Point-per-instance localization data

§ §

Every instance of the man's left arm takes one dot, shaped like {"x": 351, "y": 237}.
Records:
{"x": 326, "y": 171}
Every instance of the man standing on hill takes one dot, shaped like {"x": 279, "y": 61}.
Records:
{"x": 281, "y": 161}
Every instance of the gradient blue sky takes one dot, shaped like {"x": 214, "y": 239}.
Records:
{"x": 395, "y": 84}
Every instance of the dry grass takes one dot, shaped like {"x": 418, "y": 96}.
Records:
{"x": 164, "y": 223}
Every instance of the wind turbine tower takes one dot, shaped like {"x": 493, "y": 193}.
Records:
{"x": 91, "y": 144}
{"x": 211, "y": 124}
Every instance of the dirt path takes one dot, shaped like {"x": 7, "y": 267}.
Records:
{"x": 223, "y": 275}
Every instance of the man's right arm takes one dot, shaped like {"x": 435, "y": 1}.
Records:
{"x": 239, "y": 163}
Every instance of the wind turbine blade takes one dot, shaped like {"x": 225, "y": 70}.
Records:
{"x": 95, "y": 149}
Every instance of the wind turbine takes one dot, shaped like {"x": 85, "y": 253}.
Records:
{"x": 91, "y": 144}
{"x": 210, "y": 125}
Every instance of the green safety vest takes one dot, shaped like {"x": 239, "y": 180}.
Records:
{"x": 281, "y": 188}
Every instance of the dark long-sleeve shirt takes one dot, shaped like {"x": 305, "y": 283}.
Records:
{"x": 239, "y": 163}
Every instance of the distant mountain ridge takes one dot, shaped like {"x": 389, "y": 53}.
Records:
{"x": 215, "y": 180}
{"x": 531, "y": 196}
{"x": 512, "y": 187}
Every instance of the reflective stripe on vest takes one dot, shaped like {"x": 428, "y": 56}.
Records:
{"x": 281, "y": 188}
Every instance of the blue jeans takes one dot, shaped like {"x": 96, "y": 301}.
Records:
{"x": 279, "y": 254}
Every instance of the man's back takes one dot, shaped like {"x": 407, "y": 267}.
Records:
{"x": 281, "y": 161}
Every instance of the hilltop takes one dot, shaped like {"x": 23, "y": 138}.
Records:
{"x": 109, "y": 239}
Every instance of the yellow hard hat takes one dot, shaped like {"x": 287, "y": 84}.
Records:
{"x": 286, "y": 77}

§ §

▶ [What you should do]
Set out exactly the lines from the one bearing "Every instance of the yellow" through the end of the data, including both ends and omitting all others.

▶ [Task solution]
Every instance of the yellow hard hat takes one dot, shaped like {"x": 287, "y": 84}.
Records:
{"x": 286, "y": 77}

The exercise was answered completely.